** START OF Given entries **

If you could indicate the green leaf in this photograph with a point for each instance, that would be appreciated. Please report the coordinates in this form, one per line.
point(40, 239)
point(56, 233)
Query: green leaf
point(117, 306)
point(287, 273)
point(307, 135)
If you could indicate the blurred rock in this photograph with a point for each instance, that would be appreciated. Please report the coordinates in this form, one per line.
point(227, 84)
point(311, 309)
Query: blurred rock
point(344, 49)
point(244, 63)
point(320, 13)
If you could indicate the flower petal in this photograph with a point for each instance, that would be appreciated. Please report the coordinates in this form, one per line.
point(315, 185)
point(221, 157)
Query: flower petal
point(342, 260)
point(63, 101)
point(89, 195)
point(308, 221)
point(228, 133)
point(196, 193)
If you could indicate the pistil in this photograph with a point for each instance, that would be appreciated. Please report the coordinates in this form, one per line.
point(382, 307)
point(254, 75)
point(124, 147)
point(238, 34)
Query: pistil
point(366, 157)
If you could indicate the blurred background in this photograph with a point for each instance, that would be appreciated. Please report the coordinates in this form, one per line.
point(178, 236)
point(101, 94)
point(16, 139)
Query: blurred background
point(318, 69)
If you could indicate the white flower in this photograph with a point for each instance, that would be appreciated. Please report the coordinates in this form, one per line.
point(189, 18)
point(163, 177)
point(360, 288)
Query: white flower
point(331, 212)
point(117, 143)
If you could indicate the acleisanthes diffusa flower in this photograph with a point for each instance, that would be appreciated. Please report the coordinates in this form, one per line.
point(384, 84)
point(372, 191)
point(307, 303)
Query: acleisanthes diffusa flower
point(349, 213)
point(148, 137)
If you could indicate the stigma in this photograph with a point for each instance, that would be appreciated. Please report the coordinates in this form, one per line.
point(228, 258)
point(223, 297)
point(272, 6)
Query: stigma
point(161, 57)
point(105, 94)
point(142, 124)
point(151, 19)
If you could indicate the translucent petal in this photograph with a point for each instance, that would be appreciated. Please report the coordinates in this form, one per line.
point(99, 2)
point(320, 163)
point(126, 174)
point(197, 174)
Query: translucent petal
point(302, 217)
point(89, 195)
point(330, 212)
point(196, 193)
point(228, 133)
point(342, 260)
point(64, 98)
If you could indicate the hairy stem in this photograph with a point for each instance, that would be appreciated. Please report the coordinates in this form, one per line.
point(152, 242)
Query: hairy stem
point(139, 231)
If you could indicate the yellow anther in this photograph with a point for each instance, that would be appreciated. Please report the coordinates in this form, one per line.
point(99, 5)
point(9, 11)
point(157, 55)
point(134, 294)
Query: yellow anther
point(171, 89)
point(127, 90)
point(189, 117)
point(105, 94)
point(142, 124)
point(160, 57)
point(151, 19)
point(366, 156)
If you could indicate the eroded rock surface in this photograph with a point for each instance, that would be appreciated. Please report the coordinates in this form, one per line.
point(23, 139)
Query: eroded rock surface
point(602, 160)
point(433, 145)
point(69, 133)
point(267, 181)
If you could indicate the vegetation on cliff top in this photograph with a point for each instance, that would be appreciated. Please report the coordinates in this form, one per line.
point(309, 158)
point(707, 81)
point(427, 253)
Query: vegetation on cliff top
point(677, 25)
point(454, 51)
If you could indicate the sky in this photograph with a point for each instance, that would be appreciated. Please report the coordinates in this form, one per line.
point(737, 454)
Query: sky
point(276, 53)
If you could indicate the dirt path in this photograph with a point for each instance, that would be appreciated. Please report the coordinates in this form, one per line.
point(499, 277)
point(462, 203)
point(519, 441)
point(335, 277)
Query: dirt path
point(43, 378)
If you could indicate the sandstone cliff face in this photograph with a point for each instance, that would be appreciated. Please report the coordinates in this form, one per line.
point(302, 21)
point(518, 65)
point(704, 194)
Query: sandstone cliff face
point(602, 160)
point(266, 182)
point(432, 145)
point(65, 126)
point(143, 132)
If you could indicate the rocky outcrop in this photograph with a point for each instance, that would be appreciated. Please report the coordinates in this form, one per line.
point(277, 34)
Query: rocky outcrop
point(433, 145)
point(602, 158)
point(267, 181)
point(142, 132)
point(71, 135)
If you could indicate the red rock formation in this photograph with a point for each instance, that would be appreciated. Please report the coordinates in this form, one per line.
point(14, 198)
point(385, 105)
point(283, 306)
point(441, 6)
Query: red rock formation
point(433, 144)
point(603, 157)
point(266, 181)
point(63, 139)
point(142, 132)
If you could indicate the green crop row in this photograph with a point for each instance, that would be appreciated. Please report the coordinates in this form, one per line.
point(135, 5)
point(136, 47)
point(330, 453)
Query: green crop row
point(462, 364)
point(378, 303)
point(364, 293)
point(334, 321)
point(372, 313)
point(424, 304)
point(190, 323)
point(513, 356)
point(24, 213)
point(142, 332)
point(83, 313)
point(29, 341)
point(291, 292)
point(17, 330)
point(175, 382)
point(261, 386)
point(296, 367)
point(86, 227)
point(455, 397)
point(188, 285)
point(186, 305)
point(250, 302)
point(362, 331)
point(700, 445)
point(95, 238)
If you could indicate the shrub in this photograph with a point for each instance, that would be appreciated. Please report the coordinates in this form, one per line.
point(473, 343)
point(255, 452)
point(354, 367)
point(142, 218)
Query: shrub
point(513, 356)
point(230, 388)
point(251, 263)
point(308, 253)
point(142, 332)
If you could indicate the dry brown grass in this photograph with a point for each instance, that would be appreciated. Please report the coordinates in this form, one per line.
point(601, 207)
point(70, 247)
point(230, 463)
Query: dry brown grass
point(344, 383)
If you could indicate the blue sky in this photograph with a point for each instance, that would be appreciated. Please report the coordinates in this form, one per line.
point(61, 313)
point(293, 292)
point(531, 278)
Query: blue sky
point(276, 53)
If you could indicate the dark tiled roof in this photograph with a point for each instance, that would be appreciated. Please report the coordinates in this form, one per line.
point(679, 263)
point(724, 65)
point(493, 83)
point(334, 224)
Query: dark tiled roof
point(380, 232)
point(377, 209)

** END OF Given entries **

Exercise goal
Copy out the part of the material above that opens with the line containing "If you could indicate the blurred background" and closes with the line containing "point(139, 231)", keeping both of those lines and every line between them word for word.

Finished exercise
If you could indicate the blurred background in this photograph with a point for each instance, that would be appreciated. Please report the coordinates in this form, one per line.
point(178, 236)
point(101, 94)
point(16, 139)
Query: blurred background
point(318, 69)
If you could indicate the white flower in this photograph with a point for each instance, that would be appreciated. Please report the coordinates in this form, one per line.
point(189, 18)
point(163, 177)
point(360, 288)
Query: white flower
point(331, 212)
point(117, 143)
If you could indicate the acleisanthes diffusa flower in this photograph with a point for each instance, that would be appreciated. Please report the coordinates in this form, one per line.
point(384, 84)
point(372, 191)
point(307, 303)
Query: acleisanthes diffusa flower
point(349, 213)
point(148, 137)
If you could indicate the stigma in this photograph with a point for each instance, that would be appreciated. Please report the coordinates in this form, one per line.
point(228, 258)
point(223, 297)
point(272, 6)
Query: stigma
point(161, 57)
point(105, 94)
point(142, 124)
point(151, 19)
If you could indicate the translucent petal in this photograph with a point for each instance, that would be appreciated. Please report the coordinates in this form, one per line.
point(99, 2)
point(320, 163)
point(126, 174)
point(197, 174)
Query: translucent petal
point(302, 217)
point(89, 195)
point(330, 212)
point(196, 193)
point(228, 133)
point(342, 260)
point(64, 98)
If you could indicate the hairy stem in this photograph with a point for each instance, that would be appreciated. Please report the coordinates in this form, one per line.
point(152, 242)
Query: hairy stem
point(139, 231)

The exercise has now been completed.